RECORDS FOR THIS EXERCISE
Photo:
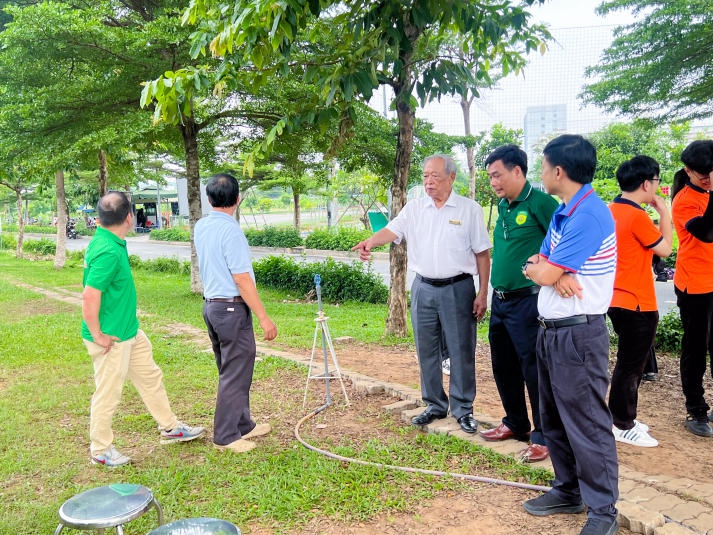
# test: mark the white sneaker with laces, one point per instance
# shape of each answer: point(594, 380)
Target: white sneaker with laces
point(641, 426)
point(111, 457)
point(181, 433)
point(634, 436)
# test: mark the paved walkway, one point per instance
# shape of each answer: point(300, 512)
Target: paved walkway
point(648, 504)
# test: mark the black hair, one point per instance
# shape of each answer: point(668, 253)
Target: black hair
point(632, 173)
point(511, 155)
point(574, 154)
point(113, 208)
point(698, 157)
point(222, 190)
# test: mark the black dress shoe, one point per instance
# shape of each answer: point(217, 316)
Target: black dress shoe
point(468, 423)
point(426, 417)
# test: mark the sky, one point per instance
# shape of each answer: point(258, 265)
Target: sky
point(556, 77)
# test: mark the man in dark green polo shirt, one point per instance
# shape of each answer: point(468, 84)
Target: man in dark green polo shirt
point(524, 215)
point(110, 330)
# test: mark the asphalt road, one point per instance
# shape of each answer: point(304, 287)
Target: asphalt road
point(147, 249)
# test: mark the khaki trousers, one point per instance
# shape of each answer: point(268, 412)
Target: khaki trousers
point(132, 358)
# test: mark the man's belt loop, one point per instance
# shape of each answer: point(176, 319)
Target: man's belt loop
point(235, 299)
point(520, 292)
point(444, 282)
point(569, 321)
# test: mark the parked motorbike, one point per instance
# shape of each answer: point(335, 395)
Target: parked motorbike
point(71, 230)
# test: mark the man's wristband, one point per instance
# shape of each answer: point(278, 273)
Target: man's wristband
point(524, 269)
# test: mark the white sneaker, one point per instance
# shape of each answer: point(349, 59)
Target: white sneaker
point(635, 437)
point(181, 433)
point(641, 426)
point(111, 457)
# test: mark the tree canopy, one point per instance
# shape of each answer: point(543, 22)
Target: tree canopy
point(661, 66)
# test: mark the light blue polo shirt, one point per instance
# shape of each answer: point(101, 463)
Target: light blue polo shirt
point(581, 239)
point(222, 252)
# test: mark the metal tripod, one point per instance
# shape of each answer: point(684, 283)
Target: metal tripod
point(321, 326)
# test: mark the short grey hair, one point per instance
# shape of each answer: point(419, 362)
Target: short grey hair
point(451, 167)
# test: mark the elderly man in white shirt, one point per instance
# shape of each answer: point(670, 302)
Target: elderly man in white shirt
point(448, 245)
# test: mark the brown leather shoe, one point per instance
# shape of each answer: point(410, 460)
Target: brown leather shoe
point(503, 432)
point(534, 453)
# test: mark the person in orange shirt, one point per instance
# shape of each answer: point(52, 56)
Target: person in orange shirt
point(692, 212)
point(633, 310)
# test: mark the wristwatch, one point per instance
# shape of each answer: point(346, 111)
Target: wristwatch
point(524, 269)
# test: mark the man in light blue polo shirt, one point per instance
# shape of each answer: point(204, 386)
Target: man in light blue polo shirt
point(225, 265)
point(575, 268)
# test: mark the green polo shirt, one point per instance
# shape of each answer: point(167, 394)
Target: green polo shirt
point(106, 268)
point(519, 231)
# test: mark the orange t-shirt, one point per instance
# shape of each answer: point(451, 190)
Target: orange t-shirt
point(636, 234)
point(694, 260)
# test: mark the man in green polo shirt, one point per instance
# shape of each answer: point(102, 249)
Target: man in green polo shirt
point(110, 330)
point(524, 215)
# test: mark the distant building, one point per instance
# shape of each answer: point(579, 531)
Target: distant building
point(542, 122)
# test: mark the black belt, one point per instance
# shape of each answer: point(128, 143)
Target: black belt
point(444, 282)
point(568, 321)
point(235, 299)
point(520, 292)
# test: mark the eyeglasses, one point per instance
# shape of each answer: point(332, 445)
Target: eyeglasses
point(699, 176)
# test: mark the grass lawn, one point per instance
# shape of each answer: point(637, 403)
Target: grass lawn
point(46, 384)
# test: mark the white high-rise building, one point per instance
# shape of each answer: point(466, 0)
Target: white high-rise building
point(542, 122)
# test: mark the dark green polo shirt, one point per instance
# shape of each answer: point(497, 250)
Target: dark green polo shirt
point(106, 268)
point(519, 231)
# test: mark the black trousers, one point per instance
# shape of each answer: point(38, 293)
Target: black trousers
point(230, 328)
point(636, 331)
point(513, 336)
point(696, 314)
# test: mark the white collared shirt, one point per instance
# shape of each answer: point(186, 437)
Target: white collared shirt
point(442, 242)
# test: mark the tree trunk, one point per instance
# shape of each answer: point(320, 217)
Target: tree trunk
point(60, 255)
point(103, 174)
point(189, 132)
point(297, 212)
point(465, 107)
point(20, 224)
point(396, 323)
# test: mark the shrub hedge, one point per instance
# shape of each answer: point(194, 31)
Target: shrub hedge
point(342, 239)
point(669, 332)
point(340, 281)
point(171, 234)
point(274, 237)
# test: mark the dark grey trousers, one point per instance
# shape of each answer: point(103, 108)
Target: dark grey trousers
point(230, 328)
point(448, 311)
point(574, 376)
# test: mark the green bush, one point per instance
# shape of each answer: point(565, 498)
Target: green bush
point(669, 333)
point(171, 234)
point(33, 229)
point(274, 237)
point(43, 246)
point(341, 240)
point(7, 241)
point(340, 281)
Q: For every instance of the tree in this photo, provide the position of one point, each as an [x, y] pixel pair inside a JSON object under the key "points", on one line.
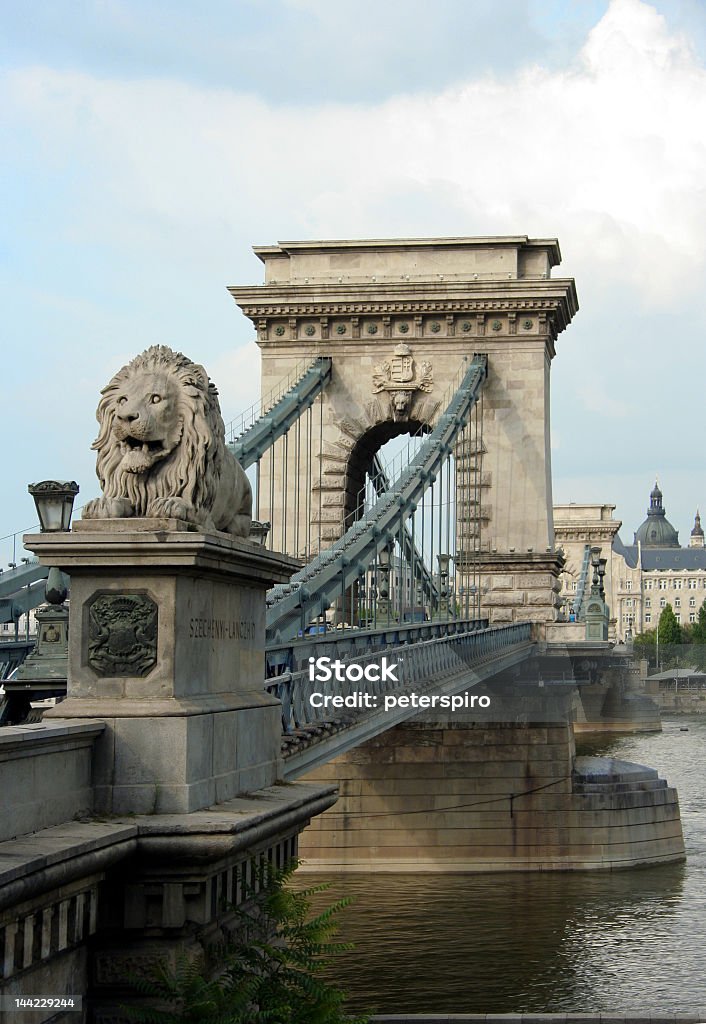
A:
{"points": [[644, 645], [669, 636], [265, 974]]}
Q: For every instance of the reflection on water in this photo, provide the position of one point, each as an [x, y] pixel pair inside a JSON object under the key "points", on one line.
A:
{"points": [[623, 942]]}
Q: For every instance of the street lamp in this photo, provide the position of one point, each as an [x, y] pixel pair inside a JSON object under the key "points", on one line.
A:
{"points": [[54, 503], [43, 673], [383, 562], [443, 560]]}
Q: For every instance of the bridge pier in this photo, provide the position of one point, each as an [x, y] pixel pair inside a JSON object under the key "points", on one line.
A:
{"points": [[470, 796]]}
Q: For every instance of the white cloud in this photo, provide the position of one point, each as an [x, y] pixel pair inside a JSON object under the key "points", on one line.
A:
{"points": [[608, 155], [170, 183]]}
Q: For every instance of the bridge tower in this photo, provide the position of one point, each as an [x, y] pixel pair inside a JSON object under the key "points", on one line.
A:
{"points": [[398, 318]]}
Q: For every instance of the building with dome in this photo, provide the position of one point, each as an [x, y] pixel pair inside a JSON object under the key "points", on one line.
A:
{"points": [[641, 578]]}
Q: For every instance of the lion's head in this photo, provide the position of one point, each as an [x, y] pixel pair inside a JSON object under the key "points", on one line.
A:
{"points": [[161, 431]]}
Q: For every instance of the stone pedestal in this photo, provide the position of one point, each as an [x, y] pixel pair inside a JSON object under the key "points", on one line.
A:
{"points": [[520, 587], [167, 647]]}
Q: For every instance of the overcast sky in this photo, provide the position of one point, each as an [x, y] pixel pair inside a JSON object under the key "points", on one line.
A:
{"points": [[149, 143]]}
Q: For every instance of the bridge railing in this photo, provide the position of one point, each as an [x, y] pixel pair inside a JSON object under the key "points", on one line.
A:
{"points": [[422, 667]]}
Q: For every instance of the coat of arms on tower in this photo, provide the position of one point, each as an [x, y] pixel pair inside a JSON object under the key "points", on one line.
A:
{"points": [[398, 376]]}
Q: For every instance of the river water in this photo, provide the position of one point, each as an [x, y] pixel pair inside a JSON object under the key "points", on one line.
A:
{"points": [[627, 942]]}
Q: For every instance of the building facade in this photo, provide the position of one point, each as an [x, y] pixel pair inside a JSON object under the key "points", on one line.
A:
{"points": [[641, 578]]}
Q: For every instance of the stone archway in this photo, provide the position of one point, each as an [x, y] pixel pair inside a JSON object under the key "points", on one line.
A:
{"points": [[399, 317]]}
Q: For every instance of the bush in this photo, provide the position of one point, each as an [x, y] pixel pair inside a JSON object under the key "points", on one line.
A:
{"points": [[264, 974]]}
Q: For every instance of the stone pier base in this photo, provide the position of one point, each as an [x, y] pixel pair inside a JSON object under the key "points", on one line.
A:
{"points": [[468, 797]]}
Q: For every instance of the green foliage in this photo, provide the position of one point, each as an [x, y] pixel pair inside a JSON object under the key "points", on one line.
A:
{"points": [[670, 631], [669, 639], [264, 974]]}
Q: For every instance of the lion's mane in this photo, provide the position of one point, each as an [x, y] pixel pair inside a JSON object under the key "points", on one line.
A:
{"points": [[193, 470]]}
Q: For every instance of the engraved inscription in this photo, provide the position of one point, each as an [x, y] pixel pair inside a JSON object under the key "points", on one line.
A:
{"points": [[221, 629], [122, 635]]}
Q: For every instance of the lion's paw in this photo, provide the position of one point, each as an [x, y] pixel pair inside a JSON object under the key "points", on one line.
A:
{"points": [[108, 508], [170, 508]]}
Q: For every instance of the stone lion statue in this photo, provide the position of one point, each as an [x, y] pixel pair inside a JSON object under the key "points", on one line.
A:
{"points": [[161, 448]]}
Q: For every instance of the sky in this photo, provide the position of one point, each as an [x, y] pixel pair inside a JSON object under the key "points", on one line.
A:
{"points": [[148, 145]]}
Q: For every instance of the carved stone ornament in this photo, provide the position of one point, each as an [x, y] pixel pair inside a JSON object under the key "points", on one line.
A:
{"points": [[122, 635], [399, 378]]}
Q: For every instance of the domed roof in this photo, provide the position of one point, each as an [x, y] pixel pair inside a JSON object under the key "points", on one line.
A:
{"points": [[657, 531]]}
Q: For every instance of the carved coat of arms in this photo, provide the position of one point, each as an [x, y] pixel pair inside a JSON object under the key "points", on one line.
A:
{"points": [[398, 377], [122, 635]]}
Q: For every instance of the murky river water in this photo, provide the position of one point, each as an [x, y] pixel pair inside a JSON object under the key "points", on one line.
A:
{"points": [[626, 942]]}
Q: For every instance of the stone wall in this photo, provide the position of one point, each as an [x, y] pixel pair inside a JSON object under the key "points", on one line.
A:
{"points": [[46, 774], [464, 797]]}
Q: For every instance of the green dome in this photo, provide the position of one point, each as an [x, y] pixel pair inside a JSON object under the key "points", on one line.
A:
{"points": [[657, 531]]}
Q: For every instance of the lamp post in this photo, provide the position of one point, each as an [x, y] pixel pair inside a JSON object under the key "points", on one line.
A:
{"points": [[383, 560], [54, 503], [43, 674], [443, 560]]}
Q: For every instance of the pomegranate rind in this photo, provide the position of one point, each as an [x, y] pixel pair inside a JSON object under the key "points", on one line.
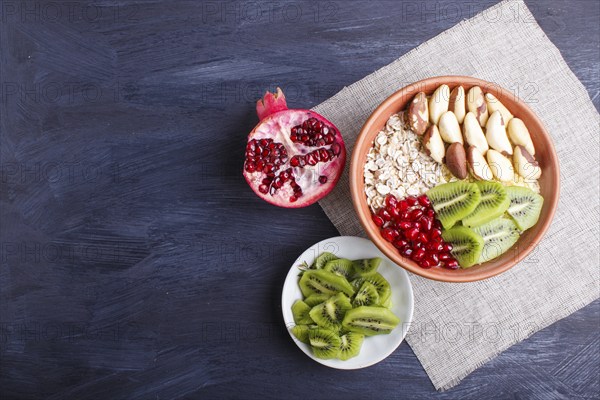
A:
{"points": [[270, 104], [278, 126]]}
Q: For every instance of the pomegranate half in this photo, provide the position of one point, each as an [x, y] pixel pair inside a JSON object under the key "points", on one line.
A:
{"points": [[293, 157]]}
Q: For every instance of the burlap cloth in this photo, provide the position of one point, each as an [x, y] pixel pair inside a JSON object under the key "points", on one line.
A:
{"points": [[459, 327]]}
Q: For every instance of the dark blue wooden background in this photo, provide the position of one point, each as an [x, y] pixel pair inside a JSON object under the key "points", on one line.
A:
{"points": [[135, 261]]}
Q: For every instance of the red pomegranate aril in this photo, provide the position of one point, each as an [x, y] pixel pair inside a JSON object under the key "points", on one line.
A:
{"points": [[385, 215], [402, 205], [378, 220], [391, 202], [400, 243], [406, 251], [404, 225], [426, 224], [418, 254], [435, 233], [389, 234], [446, 257], [424, 200], [447, 247], [394, 212], [412, 233], [415, 214]]}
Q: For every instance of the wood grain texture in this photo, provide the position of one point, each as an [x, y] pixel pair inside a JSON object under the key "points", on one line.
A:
{"points": [[135, 263]]}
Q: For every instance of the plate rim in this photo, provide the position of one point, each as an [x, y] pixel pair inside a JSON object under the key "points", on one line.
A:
{"points": [[405, 325]]}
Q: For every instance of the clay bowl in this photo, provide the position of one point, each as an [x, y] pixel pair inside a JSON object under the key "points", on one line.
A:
{"points": [[545, 155]]}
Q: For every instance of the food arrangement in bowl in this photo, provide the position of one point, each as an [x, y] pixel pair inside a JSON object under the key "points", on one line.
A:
{"points": [[449, 178]]}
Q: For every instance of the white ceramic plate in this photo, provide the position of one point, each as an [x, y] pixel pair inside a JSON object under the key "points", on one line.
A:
{"points": [[374, 348]]}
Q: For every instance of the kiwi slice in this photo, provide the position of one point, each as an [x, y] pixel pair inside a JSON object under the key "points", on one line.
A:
{"points": [[350, 345], [341, 266], [322, 259], [315, 299], [370, 320], [366, 296], [454, 201], [324, 343], [300, 312], [498, 236], [381, 284], [466, 245], [319, 281], [494, 201], [301, 333], [525, 206], [330, 313], [366, 266]]}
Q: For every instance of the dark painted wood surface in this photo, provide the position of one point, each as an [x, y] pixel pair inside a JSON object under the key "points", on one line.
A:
{"points": [[135, 261]]}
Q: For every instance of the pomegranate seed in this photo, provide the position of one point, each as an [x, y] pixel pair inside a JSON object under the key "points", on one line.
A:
{"points": [[424, 200], [415, 214], [384, 214], [406, 251], [404, 225], [435, 233], [412, 233], [402, 205], [418, 254], [400, 243], [391, 201], [378, 220], [446, 257], [336, 149], [388, 234]]}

INSTRUCTIONS TO FOLLOW
Determine the number of lines in the data above that hold "bridge", and reply with that number alone.

YOUR RESPONSE
3